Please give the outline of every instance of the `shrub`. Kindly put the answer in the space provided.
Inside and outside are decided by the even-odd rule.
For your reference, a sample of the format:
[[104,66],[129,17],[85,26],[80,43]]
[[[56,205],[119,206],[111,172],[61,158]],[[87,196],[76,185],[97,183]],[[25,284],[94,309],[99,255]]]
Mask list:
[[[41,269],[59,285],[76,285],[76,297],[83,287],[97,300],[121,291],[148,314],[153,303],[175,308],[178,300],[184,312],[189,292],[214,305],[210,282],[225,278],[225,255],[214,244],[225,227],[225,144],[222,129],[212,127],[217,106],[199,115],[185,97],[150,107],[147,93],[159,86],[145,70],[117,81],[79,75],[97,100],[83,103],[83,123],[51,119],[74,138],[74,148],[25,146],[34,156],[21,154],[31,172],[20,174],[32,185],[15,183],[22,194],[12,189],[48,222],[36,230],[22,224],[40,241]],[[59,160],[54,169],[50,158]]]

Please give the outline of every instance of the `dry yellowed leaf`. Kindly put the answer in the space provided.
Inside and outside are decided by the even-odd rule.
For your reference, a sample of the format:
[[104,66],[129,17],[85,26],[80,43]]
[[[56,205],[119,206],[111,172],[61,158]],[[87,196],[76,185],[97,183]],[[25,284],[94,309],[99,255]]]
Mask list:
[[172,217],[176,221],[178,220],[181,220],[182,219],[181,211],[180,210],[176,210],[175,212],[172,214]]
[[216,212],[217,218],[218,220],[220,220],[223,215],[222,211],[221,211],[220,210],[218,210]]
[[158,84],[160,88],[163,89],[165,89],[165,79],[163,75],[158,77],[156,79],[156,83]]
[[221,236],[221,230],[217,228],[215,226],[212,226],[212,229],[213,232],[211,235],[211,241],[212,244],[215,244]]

====

- **Task brief**:
Locate each line of the records above that contains the word "Please", and copy every such line in full.

- **Complete response**:
Please give the outline of every instance of the `shrub`. Kindly put the answer in the space provided.
Please give the outline of every instance of the `dry yellowed leaf`. Kindly put the answer in the space provided.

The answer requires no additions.